### Your instructions
Return the listing below word for word.
══ Task input
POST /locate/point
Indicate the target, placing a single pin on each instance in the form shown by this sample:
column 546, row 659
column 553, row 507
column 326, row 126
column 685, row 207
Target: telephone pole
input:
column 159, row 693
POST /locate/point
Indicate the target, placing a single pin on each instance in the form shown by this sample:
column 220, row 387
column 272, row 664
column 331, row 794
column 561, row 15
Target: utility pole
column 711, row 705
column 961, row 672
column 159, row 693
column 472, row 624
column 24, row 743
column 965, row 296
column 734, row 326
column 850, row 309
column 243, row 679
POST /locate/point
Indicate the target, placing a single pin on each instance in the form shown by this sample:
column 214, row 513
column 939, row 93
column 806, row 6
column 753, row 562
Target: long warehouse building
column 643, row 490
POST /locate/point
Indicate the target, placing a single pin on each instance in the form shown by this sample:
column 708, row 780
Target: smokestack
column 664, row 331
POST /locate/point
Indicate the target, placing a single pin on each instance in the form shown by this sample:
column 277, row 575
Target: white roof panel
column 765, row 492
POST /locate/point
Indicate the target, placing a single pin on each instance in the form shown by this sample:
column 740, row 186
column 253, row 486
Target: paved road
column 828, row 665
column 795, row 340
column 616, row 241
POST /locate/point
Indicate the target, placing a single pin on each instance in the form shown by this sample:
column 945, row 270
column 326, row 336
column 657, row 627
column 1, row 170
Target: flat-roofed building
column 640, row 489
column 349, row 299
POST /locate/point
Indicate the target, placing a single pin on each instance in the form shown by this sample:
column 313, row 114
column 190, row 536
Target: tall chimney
════
### Finished exercise
POST /locate/point
Indicate the target, placing a single pin on each instance in the form shown by this sample:
column 546, row 659
column 553, row 507
column 326, row 126
column 685, row 207
Target: telephone pole
input:
column 159, row 693
POST /locate/point
Indicate the target, placing a single pin on each instance in the form shown by this sample:
column 220, row 387
column 272, row 664
column 331, row 794
column 561, row 15
Target: utility pole
column 711, row 705
column 961, row 672
column 159, row 693
column 472, row 624
column 24, row 743
column 965, row 296
column 734, row 326
column 850, row 309
column 243, row 679
POST /locate/point
Indicate the target, placing a single pin on each instance in the form shown by this sample:
column 214, row 513
column 939, row 93
column 806, row 6
column 753, row 562
Target: long warehouse building
column 643, row 490
POST /locate/point
Indicate the target, placing a single pin on each instance in the form shown by this sample:
column 708, row 780
Target: smokestack
column 664, row 331
POST /locate/point
Indicate the target, placing a single pin on each instance in the form shown by this sample:
column 277, row 575
Target: white roof panel
column 765, row 492
POST /locate/point
Indicate the target, placing a single pin on each instance in the form shown by this sample:
column 740, row 186
column 253, row 486
Target: paved road
column 828, row 665
column 795, row 340
column 616, row 241
POST /locate/point
Indicate the target, placing a single pin on each instance in the form shown by this sample:
column 945, row 270
column 326, row 336
column 657, row 627
column 1, row 170
Target: flat-roofed building
column 640, row 489
column 349, row 299
POST /locate/point
Indicate the target, placing a single pin on each instance in the form shown by this sample:
column 313, row 114
column 190, row 536
Target: tall chimney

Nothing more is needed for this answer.